Data provided:
[start]
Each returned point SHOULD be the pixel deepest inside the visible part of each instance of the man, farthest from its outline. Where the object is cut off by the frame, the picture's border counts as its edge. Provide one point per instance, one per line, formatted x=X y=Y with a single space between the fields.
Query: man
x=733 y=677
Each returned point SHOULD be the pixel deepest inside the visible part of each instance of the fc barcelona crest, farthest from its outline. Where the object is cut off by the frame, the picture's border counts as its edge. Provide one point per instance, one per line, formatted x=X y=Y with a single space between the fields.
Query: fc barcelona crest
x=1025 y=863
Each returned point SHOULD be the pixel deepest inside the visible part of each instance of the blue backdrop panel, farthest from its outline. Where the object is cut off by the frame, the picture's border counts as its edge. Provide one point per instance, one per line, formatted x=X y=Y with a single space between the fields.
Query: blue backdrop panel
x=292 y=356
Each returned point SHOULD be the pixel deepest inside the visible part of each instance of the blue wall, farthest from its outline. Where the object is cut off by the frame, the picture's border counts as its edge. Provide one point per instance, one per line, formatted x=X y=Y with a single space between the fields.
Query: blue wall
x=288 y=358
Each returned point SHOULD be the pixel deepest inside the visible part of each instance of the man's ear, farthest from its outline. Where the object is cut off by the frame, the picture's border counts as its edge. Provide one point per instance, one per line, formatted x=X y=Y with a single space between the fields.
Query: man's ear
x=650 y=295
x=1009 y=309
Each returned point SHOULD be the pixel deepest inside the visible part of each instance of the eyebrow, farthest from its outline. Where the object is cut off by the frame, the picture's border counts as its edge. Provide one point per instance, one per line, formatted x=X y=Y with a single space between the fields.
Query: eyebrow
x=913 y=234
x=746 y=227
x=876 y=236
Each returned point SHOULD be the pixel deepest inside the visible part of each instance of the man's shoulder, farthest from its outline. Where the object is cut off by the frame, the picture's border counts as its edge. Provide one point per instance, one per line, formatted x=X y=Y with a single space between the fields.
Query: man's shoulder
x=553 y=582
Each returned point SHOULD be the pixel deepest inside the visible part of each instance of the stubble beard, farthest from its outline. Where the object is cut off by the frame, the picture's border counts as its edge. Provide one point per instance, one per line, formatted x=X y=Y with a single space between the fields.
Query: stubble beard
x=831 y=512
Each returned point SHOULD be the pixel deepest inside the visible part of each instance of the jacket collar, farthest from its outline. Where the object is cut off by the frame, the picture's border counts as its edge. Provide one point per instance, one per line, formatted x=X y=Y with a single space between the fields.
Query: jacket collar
[end]
Prompt:
Transcribe all of the data above line for line, without changing a single word or character.

Exercise result:
Each returned point SHOULD be the pixel deepest inside the visible part of each instance of the man, farthest from its outline. Where the object is cut off by the frame, the picture's border counts as its edge. Provide one point per instance, one per line, formatted x=X y=Y with a single space between the fields.
Query: man
x=733 y=677
Each returned point SHOULD be the pixel deepest inside the visible part of each instance of the fc barcelona crest, farthest from its outline. Where the object is cut off by the frame, the picture's border counts as its edge. Provide one point per instance, one per line, formatted x=X y=Y with a single space between the fields.
Query: fc barcelona crest
x=1025 y=863
Each returned point SHOULD be the pixel deepest inside the visible part of each instance of the blue backdrop panel, farthest from its outline. Where the object is cut off by the frame, the picture's border counts as its edge. Provide one point per instance, one per line, formatted x=X y=Y with a single space between the fields.
Query: blue backdrop panel
x=292 y=356
Each returned point SHOULD be the pixel deepest inside the visible part of each instance of the blue wall, farthest from its outline. Where the object is cut off by the frame, the picture's border counts as its edge. Provide one point per instance, one per line, formatted x=X y=Y with a single space between the fields.
Query: blue wall
x=288 y=358
Each returned point SHOULD be the pixel deepest inside the visible part of each instance of the man's ear, farthest from its outline. Where the object is cut off by the frame, the picture's border counts as its edge. Provide one point per instance, one per line, formatted x=X y=Y with a single space between the fields.
Query: man's ear
x=650 y=295
x=1009 y=309
Each returned point SHOULD be the pixel deepest inside the visible part of each instance of the eyebrow, farthest from its outline. Where the object is cut off by the frame, the picture's border counts as its edge. Provide one point per instance, one per line, formatted x=X y=Y with a single space between the fields.
Query: eyebrow
x=913 y=234
x=746 y=227
x=876 y=236
Each returned point SHOULD be the pixel deepest inside the visible part of each instance of the man's shoulder, farthest from its outline. Where the object is cut off by the frame, the picture's border counts as its edge. Provide one point per instance, one per line, formatted x=X y=Y with a single space between the fields.
Query: man's shoulder
x=553 y=582
Each returned point SHOULD be the pixel deepest inside the visible part of each instance of the stubble beard, farthest from its outline. Where the object is cut off by the frame, the picture's border counts as its edge. Provide one point per instance, one per line, formatted x=X y=Y with a single space between the fields.
Query: stubble beard
x=831 y=512
Each returned point SHOULD be the pixel deepest inside the visible part of each instance of the jacket collar, farthest from its outline. Where the object is cut off by the frame, the picture's border counts as its edge. Provide one point per instance, one per line, formatted x=X y=Y with a single space between the fields.
Query: jacket collar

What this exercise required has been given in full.